== WHAT THE TASK ASKS ==
Word for word, transcribe the lines from the one containing "[tag] one dot per instance, sample [175,71]." through the end of the entries, both included, and nothing else.
————————
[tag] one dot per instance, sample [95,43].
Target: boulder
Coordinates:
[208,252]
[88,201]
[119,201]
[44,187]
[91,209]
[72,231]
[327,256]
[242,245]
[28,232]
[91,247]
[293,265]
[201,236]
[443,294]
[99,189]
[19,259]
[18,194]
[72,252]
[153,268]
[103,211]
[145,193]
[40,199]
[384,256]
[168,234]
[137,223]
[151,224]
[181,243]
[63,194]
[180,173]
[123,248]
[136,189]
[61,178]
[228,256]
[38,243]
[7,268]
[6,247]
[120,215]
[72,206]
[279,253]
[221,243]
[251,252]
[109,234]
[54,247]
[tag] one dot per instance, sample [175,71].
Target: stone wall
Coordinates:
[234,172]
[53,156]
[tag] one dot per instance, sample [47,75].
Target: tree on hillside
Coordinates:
————————
== SOLUTION TO THIS EXERCISE ==
[tag] one dot per instance, sample [175,71].
Target: stone wall
Coordinates:
[234,172]
[53,156]
[tag] one dot per instance, sample [47,75].
Target: tree on hillside
Coordinates:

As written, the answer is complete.